EXTRACT TO READ:

Monday, August 29, 2011

Conversations

I hate this conversation:

Well-meaning adult: "When do you graduate?"
Me: "I hope to graduate with my master's degree in history next May."
Well-meaning adult: "That's great! ...(silence) ... Are you going to teach?"
Me: "No. I have a job editing and I really enjoy that." OR "No. I was doing that but I decided I don't like adolescents." OR "No. I'd like to get a PhD and work at a university." OR "No. I really like research."
Well-meaning adult: "Oh, how nice."

My degree is in history. I know about five unemployed history teaching majors. You can do other things with a history degree besides teach.

I can't help but feel like some of the issue is that I'm a woman and teaching is an acceptable field for those of my sex. Also--the humanities get no respect.

But mostly, I wish that people wouldn't ask me if I was going to teach. You don't ask that question of biology, math, or physics majors. It seems to be a plague for the humanities.

It's probably cuz people think that history is useless as a degree and (because there are so many amateur historians who do a poor job) they think that anyone can do it.

That conversation is almost as bad as (and always precedes) this one:

Well-meaning adult: "How is married life!?!"
Me: "Fine."
Me in my mind: "Good. I love having sex with my husband. Do you like doing that with your husband?"
Well-meaning adult: "How long have you been married?"
Me: "Two years. It is a good time."
Me in my mind: "How long have you been married? Thirty years?"
Well-meaning adult: "You know, I'm sure your mom would love to have some grandchildren."
Me: "Yes, I'm sure she would."
Me in my mind: "I am not pregnant."
Well-meaning adult: "Is that in the near future?"
Me: "No."
Me in my mind: "Why are all of your questions about my sex life?"

I need to keep these things in mind and NOT ask them when I am a well-meaning adult. Or maybe I'll just stay cynical and grumpy and not talk to young people who visit their parents.

11 comments:

Ashley said...

Oh Sarah! I know these converstaions all too well. I AM getting my major in Elementary Education, so I do intend to teach. However, I can't tell you how happy I'll be when I graduate. (Next spring...eeek!)

It seems to me that all of the school questions are so ingenuine. They always end the same. "That's great" "School can be so hard, but it'll be worth it" "You're going to look back on these days and wish you could come back". Uhhh, no. I really won't look back on these days and want to come back...TRUST me. College life has not been a happy experience for me and my husband.

As for the "When are you going to have kids?" questions: Interestingly enough, those have seemed to quiet down a bit. (from most people). Maybe becuase we've been married for 3+ years and people are finally getting the hint that "Seriously, we're not having kids until we're BOTH done with school".

SUPPLIED DATA:
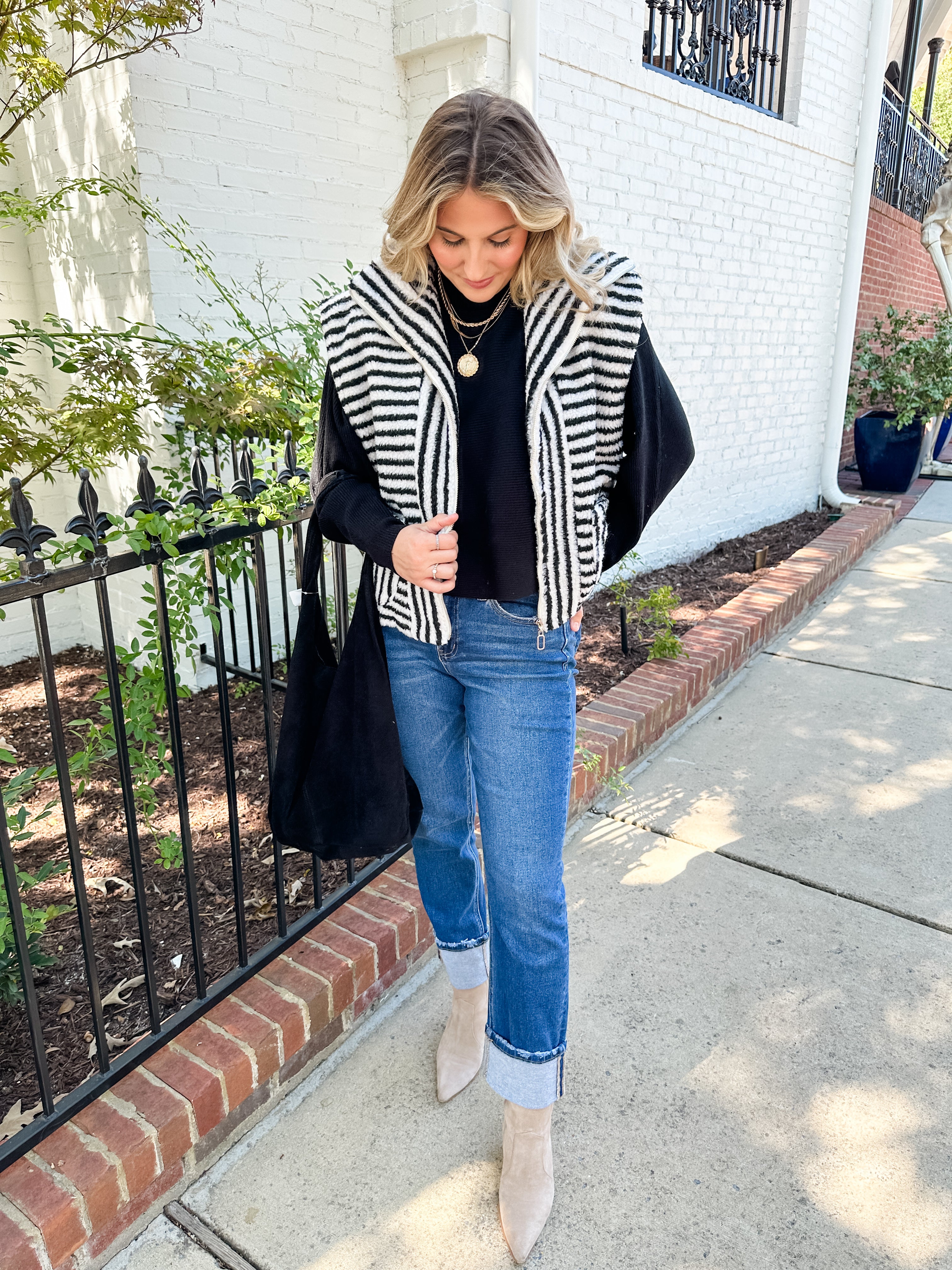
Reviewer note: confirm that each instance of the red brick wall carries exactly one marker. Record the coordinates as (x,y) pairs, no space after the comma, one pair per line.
(897,271)
(897,267)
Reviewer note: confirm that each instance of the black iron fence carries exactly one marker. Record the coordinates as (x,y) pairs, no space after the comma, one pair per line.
(737,49)
(909,157)
(241,648)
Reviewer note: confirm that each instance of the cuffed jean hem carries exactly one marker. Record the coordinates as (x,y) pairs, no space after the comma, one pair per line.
(530,1085)
(465,967)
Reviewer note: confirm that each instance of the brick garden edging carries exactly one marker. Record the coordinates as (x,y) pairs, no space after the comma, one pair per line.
(621,724)
(88,1188)
(74,1201)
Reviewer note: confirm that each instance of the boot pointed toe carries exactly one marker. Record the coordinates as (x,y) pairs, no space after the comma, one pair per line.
(527,1184)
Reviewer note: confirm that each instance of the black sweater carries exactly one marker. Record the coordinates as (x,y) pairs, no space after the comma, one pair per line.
(496,526)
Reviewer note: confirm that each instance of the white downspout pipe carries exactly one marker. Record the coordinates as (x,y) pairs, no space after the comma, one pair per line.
(524,54)
(880,18)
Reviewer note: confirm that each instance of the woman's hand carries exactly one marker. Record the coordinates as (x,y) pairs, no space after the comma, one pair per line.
(416,554)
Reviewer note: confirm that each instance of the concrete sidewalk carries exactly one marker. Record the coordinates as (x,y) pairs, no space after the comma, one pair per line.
(758,1073)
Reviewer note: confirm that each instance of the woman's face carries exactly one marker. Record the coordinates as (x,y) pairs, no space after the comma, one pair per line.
(478,244)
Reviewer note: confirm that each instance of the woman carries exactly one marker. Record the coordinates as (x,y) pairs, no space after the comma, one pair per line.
(496,431)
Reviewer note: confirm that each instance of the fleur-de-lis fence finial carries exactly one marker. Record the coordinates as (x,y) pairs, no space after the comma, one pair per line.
(248,487)
(201,495)
(290,468)
(145,487)
(26,538)
(91,523)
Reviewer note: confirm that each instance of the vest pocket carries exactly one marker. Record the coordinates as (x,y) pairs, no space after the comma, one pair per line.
(591,569)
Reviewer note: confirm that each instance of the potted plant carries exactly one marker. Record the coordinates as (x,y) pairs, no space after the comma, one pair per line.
(902,376)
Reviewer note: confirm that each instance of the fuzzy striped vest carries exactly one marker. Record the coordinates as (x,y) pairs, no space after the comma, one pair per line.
(388,351)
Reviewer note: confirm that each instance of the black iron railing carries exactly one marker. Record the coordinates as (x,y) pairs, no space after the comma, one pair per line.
(909,161)
(737,49)
(252,657)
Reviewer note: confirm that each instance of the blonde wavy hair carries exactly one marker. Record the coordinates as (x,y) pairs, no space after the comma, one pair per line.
(489,144)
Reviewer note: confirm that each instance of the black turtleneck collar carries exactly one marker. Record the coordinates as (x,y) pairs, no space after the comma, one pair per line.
(470,310)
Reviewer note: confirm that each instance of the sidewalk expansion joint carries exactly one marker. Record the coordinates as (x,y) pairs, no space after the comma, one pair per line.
(858,670)
(790,877)
(207,1239)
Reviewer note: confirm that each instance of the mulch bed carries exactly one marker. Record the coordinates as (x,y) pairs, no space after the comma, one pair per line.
(101,820)
(702,586)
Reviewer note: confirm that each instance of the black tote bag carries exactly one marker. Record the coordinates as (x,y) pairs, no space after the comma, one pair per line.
(341,788)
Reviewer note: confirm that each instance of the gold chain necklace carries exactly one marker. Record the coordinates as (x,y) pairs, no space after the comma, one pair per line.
(469,364)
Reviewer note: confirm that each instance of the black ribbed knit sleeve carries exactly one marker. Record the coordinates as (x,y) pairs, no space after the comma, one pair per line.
(658,451)
(347,501)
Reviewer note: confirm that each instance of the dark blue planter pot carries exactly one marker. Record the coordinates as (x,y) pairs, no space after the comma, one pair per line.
(942,436)
(888,458)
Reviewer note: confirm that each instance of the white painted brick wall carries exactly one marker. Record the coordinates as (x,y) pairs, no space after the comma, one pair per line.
(282,130)
(738,225)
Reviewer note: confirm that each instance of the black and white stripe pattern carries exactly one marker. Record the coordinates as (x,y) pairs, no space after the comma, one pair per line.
(391,368)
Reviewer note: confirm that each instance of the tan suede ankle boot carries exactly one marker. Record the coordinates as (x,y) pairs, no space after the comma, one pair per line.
(461,1048)
(527,1185)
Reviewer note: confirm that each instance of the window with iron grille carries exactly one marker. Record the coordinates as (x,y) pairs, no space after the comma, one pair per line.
(735,49)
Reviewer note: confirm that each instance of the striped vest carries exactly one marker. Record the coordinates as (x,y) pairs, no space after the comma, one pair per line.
(386,348)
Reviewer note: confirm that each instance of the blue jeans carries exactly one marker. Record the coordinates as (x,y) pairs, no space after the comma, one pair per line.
(489,719)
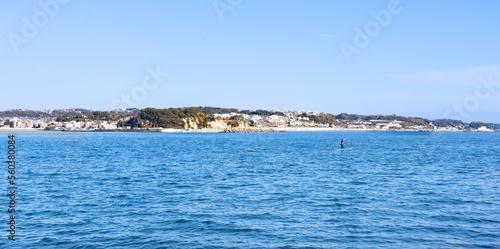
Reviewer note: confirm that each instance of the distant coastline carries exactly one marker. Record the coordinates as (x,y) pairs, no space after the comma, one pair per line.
(221,120)
(234,130)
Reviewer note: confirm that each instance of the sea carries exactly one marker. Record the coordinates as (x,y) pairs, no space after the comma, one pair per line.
(255,190)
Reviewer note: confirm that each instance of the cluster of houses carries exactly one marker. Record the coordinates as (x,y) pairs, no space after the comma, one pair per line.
(51,124)
(289,119)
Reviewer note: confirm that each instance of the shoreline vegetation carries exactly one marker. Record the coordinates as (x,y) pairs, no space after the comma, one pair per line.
(221,120)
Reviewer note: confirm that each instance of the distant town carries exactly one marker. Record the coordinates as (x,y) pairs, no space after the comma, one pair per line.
(214,119)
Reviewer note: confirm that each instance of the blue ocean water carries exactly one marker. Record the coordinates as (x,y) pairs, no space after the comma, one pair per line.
(264,190)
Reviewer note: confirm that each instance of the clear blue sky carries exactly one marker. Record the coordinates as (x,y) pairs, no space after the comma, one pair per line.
(425,61)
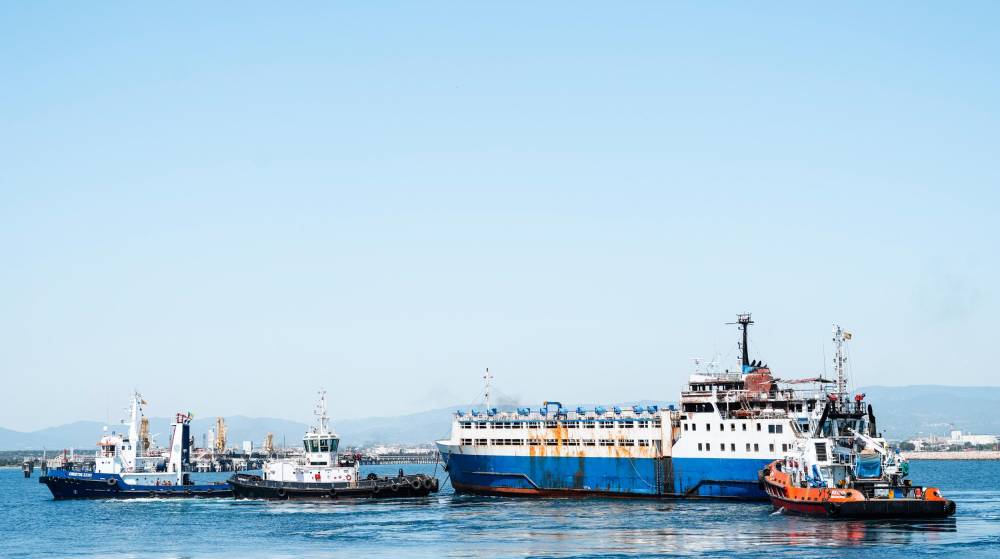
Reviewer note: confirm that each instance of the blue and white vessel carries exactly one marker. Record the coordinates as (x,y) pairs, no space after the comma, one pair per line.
(122,469)
(729,425)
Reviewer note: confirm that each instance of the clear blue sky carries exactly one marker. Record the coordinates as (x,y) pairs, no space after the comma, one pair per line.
(230,206)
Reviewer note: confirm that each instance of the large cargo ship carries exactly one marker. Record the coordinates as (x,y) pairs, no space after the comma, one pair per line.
(728,426)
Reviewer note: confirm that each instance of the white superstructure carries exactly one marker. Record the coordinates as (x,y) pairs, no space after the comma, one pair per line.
(320,463)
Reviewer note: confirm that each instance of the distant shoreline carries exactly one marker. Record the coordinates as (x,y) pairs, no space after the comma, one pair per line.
(969,455)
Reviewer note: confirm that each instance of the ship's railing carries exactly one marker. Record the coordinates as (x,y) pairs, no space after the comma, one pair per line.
(566,415)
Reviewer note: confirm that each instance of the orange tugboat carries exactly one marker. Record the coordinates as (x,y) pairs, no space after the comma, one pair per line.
(841,466)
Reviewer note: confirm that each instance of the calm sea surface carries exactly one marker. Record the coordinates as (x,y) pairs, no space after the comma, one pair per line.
(445,525)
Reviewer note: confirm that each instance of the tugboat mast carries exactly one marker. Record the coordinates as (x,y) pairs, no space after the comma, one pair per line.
(744,321)
(324,420)
(840,336)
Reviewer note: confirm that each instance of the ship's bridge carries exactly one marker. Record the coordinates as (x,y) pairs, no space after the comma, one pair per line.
(320,442)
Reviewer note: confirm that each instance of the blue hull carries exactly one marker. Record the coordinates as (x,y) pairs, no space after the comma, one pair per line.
(78,485)
(624,477)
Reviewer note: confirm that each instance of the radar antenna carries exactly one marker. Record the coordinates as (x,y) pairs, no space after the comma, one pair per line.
(744,321)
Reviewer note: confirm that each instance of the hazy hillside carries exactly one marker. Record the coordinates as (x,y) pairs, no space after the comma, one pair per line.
(922,410)
(902,412)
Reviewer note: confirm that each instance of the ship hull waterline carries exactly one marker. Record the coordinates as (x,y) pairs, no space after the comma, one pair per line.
(110,486)
(565,476)
(253,487)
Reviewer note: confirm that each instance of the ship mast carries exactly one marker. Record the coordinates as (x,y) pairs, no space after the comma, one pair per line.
(487,377)
(320,412)
(744,321)
(840,337)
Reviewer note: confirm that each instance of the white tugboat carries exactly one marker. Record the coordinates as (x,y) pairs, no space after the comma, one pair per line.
(322,474)
(123,470)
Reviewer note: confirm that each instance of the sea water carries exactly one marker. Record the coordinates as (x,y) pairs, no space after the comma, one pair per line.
(448,525)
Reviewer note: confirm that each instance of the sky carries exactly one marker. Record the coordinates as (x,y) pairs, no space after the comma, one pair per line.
(230,206)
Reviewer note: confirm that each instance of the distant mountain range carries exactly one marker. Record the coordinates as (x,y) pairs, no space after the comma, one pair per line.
(901,412)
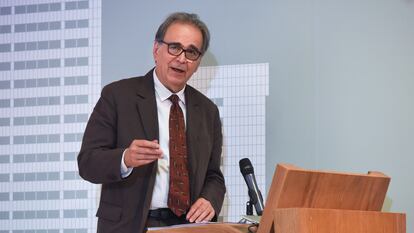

ASSIGNMENT: Decide whether each statement agrees with the blog post about conversations. Answer yes or no for each and quote the words of the post that decide it. 1. The writer hopes to finish a master's degree in history next May. 2. The writer tells the well-meaning adult that the marriage has lasted three years. 3. Ashley says the questions about having kids have become more frequent.

ANSWER AREA:
1. Yes: "I hope to graduate with my master's degree in history next May."
2. No: "Two years. It is a good time."
3. No: "Interestingly enough, those have seemed to quiet down a bit."